THE TASKS
(a) In the account of the family argument, how old is LR?
(b) Write the next part of the account of the family argument, picking up after its final sentence.

TEXT BLOCK
::::::::

Moving on: in the end, she insisted she didn’t believe it, but “thought it was interesting.” JPR was finally sick of being ignored, however, by LR’s boyfriend, to whom she had become good friends while LR was away up here with me and my mother in Connecticut. So she confronted him. He told her what he thought; according JPR, LR said she agreed when JPR asked her about it. JPR was shocked and hurt to see that her sister believed she only loved her for her money. Granted, JPR had said mean things about LR while she was away and when JPR was angry. My mother was kicking her out and LR’s response, according to LR’s boyfriend, was that like our mother, she didn’t care what happened to JPR either. (Following?) She repeated those mean and rotten things when she got into her fight.

Talking to my sister after the fact, I learn that she takes those comments to heart and because JPR said them twice, despite that she said them while she was angry and hurt each time, she must really believe them. This hurts me. I know my both sisters are kind and loving and can't believe that one would believe what the other said in anger. Granted, I know JPR better than anybody else, and with both my mother and my sister LR feeling angst against her they too are going to naturally ignore any protest I make against their slander of her. They are both impatient and will not simply listen and take it in. LR, I can understand why she reacts this way. I did too when I was 16. She’s eighteen, but she stopped growing up when she was 16. She lost her friends from home, she dropped out of school, she didn’t get a job: she basically lost the connections that are needed to understand what happens to people as they get older. She lost communication, she lost interaction, she lost the ability to realize that things change, because she herself has not changed. I’m no guru, and I may be wrong, but this is how I feel right now. I’m sure that in three years, a new experience of life will offer me a different explanation for her insistence on interrupting, on yelling, on being adamantly defensive. It’s really quite ridiculous how she responds to something I say without even realizing that her response has nothing to do with anything I’ve said. She does not realize it because she’s so fixated on defending herself. Yet rather than simply saying, “This is how I feel and this is how I reacted,” she attacks other people. “I said that because she did this and said this and did this.“ I’d rather heare, “It hurt my feelings and this is how I reacted and this is how I feel.”

To cut it short, it ended up with me telling my sister that if she truly did not believe her boyfriend’s theory about JPR, she should have told JPR. Instead, she let her boyfriend convince JPR that both he and LR thought she was shallow and insensitive and basically rotten. My sister’s defense was that she couldn’t get a word in because the two were screaming nonstop. I told her that if she cared enough, she would have. They were, after all, arguing about her. She, more than anybody, had the right to say something. And if she can’t look at her boyfriend and say “Stop speaking for me, that’s not how I feel,” then she either was still lying about her feelings to me, or she didn’t care enough about JPR to say anything. It ended with her boyfriend threatening JPR and JPR leaving the house to drive from Florida to Connecticut. My sister LR did not like me telling her that if she didn’t feel that way, she should call JPR when they are both calm and explain that she does not feel that way. She actually hung up on me.

::::::::

SUPPLIED RECORDS
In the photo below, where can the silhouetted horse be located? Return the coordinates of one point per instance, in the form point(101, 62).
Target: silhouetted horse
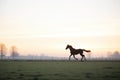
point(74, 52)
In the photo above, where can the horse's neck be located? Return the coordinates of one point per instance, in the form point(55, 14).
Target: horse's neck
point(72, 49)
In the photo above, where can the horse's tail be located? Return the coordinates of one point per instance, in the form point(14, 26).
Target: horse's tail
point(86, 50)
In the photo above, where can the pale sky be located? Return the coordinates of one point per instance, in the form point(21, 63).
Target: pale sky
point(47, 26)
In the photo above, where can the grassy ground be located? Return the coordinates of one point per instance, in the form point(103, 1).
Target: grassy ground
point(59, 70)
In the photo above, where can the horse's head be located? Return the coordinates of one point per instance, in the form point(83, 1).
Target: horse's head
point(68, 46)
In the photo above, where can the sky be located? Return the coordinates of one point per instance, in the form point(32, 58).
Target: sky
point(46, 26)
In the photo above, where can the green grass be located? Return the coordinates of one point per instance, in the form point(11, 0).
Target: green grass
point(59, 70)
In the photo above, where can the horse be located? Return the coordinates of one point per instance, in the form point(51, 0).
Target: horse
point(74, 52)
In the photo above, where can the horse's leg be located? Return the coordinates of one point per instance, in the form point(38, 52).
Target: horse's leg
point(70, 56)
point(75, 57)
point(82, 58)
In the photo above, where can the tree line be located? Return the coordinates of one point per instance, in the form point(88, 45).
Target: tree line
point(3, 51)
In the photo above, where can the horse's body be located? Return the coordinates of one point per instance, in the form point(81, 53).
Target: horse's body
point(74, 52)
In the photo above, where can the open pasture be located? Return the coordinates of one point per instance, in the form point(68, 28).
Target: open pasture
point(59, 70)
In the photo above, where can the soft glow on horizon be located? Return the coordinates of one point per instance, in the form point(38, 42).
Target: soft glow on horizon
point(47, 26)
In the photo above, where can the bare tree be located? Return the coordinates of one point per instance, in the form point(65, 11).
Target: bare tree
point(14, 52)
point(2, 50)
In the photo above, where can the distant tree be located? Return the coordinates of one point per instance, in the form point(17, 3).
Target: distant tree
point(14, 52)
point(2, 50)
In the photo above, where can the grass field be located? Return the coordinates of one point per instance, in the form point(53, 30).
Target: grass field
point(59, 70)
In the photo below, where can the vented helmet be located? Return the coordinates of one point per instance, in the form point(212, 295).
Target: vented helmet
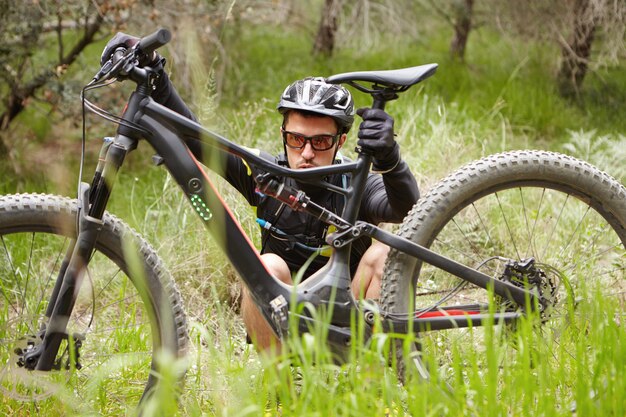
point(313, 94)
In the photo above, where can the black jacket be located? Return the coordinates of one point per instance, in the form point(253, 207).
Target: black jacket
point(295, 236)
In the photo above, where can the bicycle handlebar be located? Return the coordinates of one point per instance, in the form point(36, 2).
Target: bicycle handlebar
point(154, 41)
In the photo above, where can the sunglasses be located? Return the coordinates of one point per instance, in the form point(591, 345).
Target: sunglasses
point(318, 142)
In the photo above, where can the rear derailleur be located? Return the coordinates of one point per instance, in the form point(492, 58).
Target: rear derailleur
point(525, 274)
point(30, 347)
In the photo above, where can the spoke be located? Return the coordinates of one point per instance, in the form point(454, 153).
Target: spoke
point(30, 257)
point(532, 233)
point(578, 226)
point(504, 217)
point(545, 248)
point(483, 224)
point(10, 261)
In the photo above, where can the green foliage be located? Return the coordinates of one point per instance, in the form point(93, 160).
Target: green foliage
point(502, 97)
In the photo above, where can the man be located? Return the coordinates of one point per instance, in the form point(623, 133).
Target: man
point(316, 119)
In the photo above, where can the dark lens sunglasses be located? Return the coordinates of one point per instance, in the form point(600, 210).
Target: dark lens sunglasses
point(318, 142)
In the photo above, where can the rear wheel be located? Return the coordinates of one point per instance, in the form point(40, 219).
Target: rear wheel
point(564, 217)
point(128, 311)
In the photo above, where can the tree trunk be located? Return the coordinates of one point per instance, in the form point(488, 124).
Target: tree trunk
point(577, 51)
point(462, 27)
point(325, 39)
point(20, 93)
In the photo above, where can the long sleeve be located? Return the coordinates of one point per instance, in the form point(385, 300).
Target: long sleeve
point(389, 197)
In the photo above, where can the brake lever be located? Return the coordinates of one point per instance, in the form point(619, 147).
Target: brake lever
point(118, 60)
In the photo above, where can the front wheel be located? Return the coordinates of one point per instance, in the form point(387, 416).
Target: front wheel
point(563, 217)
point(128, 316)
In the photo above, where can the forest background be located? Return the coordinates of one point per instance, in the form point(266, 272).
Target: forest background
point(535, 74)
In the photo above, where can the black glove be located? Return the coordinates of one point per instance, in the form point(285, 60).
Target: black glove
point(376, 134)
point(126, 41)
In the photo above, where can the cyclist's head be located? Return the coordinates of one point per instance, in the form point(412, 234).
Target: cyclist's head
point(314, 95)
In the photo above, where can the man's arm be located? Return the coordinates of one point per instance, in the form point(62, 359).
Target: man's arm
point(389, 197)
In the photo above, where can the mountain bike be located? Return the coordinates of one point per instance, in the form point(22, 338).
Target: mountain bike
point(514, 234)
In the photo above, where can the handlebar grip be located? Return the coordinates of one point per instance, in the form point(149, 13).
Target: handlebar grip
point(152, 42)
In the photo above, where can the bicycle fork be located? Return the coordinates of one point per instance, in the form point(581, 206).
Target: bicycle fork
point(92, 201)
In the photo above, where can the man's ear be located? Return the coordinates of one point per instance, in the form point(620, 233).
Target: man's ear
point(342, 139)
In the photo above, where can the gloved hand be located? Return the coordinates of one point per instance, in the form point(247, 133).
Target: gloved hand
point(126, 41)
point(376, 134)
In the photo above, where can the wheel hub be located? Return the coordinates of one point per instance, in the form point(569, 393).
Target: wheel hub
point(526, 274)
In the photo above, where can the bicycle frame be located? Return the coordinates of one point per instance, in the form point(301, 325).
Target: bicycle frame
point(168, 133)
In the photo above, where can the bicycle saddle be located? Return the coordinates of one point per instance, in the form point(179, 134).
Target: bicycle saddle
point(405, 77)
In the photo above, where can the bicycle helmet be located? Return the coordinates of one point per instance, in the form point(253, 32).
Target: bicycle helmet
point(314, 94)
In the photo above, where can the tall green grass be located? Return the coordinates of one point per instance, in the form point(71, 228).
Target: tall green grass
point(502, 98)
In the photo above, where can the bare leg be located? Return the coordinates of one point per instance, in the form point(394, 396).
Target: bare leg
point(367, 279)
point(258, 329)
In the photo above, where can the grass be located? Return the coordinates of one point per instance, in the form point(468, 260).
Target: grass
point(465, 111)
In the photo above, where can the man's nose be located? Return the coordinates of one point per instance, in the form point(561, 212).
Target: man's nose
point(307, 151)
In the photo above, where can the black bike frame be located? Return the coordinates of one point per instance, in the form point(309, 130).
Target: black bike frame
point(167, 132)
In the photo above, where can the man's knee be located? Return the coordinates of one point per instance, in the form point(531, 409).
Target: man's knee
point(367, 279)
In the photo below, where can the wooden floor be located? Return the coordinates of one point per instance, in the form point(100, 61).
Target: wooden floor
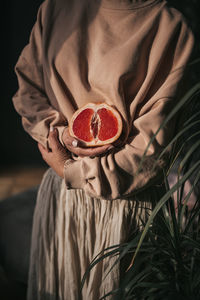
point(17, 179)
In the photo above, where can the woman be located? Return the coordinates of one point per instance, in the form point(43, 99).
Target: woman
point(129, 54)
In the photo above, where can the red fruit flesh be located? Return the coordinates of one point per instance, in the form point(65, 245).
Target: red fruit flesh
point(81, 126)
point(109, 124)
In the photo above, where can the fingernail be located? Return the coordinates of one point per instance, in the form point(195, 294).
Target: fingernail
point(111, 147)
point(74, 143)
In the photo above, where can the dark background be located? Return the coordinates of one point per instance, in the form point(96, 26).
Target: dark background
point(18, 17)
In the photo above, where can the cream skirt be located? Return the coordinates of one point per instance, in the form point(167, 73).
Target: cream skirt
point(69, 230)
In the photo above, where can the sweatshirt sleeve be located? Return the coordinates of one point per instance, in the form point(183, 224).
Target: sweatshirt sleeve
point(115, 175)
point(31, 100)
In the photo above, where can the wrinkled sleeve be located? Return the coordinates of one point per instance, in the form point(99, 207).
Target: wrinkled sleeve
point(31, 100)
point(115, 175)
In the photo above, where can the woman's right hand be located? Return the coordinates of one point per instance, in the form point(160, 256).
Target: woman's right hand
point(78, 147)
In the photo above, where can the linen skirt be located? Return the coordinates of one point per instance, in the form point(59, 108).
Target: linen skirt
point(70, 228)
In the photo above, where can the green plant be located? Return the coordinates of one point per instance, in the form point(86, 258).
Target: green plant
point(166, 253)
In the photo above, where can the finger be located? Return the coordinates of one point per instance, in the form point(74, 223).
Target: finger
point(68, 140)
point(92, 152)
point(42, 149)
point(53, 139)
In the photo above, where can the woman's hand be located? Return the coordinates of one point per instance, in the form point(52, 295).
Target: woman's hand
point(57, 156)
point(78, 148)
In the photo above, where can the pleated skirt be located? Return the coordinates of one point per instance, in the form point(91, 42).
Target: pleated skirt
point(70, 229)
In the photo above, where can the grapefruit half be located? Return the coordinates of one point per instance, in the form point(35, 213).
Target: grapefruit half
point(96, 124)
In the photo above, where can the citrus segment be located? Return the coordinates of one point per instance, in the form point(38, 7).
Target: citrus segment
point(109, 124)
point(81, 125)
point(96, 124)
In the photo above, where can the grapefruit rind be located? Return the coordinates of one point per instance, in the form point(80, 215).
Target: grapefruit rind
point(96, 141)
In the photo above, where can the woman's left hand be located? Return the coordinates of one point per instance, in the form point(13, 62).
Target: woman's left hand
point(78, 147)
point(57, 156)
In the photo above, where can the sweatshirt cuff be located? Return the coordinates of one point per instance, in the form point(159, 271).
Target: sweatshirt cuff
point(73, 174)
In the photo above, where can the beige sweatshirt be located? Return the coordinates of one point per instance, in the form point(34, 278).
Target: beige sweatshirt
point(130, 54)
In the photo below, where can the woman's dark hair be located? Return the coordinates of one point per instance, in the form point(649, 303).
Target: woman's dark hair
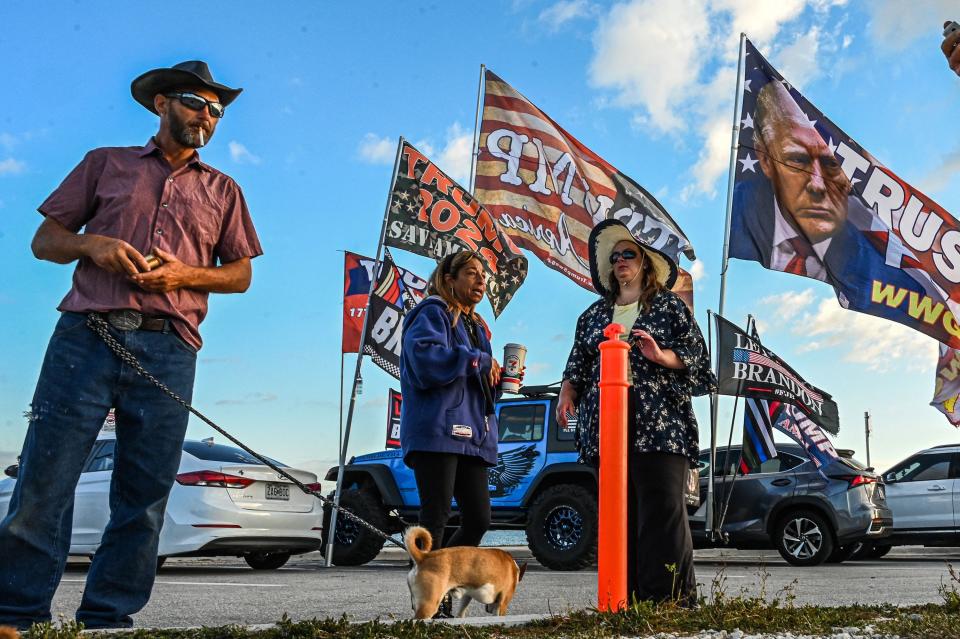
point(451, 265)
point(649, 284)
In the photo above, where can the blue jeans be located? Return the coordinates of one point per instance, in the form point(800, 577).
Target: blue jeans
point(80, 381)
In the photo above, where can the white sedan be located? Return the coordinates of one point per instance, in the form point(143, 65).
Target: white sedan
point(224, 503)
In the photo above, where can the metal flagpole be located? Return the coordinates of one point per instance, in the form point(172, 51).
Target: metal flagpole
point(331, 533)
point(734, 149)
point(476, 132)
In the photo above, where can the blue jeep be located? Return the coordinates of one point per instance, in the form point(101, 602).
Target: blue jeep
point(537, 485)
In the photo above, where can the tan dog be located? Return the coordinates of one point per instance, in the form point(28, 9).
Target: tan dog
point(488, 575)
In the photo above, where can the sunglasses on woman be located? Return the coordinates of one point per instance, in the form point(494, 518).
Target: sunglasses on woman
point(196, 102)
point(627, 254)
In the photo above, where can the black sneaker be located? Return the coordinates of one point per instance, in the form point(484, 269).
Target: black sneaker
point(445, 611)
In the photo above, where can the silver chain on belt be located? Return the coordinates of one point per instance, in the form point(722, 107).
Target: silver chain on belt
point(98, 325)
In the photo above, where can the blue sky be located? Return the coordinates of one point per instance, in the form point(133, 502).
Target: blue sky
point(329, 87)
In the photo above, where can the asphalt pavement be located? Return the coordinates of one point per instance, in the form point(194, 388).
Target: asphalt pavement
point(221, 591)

::::::::

TASK RESPONSES
(a) Eighteen.

(b)
I called my sister back for one reason alone: I wanted her to understand what just happened. When JPR said mean things about her in anger, LR believed them on a very dramatic level. LR does not yet understand how dangerous it can be to believe things so intensely. She thought that because JPR said them that she not only really believed them, but that I would believe them as well. She then surmised that she was alone and had no sisters. I did not want her to misunderstand what she was doing when she hung up with me. So I called her back and told her “I want to make it very clear that you just hung up with me and in doing so, told me you no longer want to talk to me. So I’m leaving it up to you to call me and talk to me when you think you can. You made that choice by hanging up on me.” She interrupted me and said, “Maybe I will when you stop treating me like a second grader” and hung up on me again.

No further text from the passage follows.